SOURCE EXCERPT
______________________________

Instead, she watched the livestream of the Mass with Michael – a bit disappointed that it couldn’t take place in person, but immensely appreciative of the liturgical celebration just the same.
“I’ve always been a big supporter of this Mass because I think we should recognize people who have made it 50 years, especially today,” said Mrs. Rosenstein.
Having mentored interfaith couples in marriage preparation classes at their home parish of St. Joseph’s in Mechanicsburg, the Rosensteins are candid about what it takes to make a marriage work.
“We encouraged them to have discussions about family, faith and children right from the beginning,” said Mrs. Rosenstein.
It comes from first-hand experience. Mrs. Rosenstein was raised in the Catholic Church; Mr. Rosenstein in the Jewish tradition.
“Older generations, at the time we got married, looked down upon the idea of marrying someone from another faith, but times have certainly changed,” Mr. Rosenstein said. “We were very fortunate in terms of our own immediate family supporting us. I loved Terri’s parents, and a good part of it was how accepting they were of me, recognizing that I was of a different faith. We didn’t directly have resistance, but you could certainly see it around you then.”
“I have to say that I’ve been very blessed. Michael has always been very supportive of the Catholic Church and raising our kids in the faith. He has gone to numerous workshops and Masses, and given his time to the Church,” Mrs. Rosenstein said. “St. Joe’s is like our second home. We have many dear friends there and raised our four kids there.”
“Sure, it hasn’t been 50 years of bliss; you have roadblocks, but you work through them,” she added.
The Rosensteins married the summer after college graduation – she from Arizona State University and he from the University of Arizona. A year later, and with a four-month-old son, they drove cross country to Pennsylvania for a job opportunity.
“It was an exciting time, sort of a new adventure,” Mr. Rosenstein said. “We struggled at first, but no more than others our age. We were raising a toddler without any real parental involvement, and that was difficult because we did miss having our parents and family around us. But, we treated it as something exciting.”
It was a typical start for couples of their generation, Mrs. Rosenstein said. “You got married young, started a family, scrimped your pennies. You were excited when you bought your first house because you had saved for it, and you filled it with hand-me-down furniture. But then you kept progressing,” she said.
“The thing we’ve talked about with our friends as we’ve reached this milestone is that, you became grateful,” she added. “We have everything we need. We don’t need another thing, in the house. We have children and grandbabies. You come to learn how blessed you’ve been.”
Mr. Rosenstein agreed, and offered these words to couples hoping to reach their 50th anniversary some day: “The most important thing is communication. If you talk through all the subjects – spirituality, finances, anything – the most important thing is to be honest with each other. You need to be honest and faithful, and if you do that, you have a chance of going beyond the first five, seven or ten years to have a long lasting relationship.”

______________________________

ENTRIES SHOWN
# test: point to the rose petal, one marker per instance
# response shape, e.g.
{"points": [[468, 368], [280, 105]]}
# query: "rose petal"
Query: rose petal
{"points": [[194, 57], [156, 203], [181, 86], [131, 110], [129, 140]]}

______________________________

TASKS AND EXERCISES
• a. Write out the passage of the anniversary article between "Instead, she watched" and "the Jewish tradition.", inclusive.
• b. Update the entries so that every "rose petal" becomes "tulip petal", leaving everything else as it is.
The article and the entries come from unrelated sources.

RESPONSES IN ORDER
• a.
Instead, she watched the livestream of the Mass with Michael – a bit disappointed that it couldn’t take place in person, but immensely appreciative of the liturgical celebration just the same.
“I’ve always been a big supporter of this Mass because I think we should recognize people who have made it 50 years, especially today,” said Mrs. Rosenstein.
Having mentored interfaith couples in marriage preparation classes at their home parish of St. Joseph’s in Mechanicsburg, the Rosensteins are candid about what it takes to make a marriage work.
“We encouraged them to have discussions about family, faith and children right from the beginning,” said Mrs. Rosenstein.
It comes from first-hand experience. Mrs. Rosenstein was raised in the Catholic Church; Mr. Rosenstein in the Jewish tradition.

• b.
# test: point to the tulip petal, one marker per instance
# response shape, e.g.
{"points": [[468, 368], [280, 105]]}
# query: "tulip petal"
Query: tulip petal
{"points": [[194, 57], [156, 203], [181, 86], [131, 110], [129, 140]]}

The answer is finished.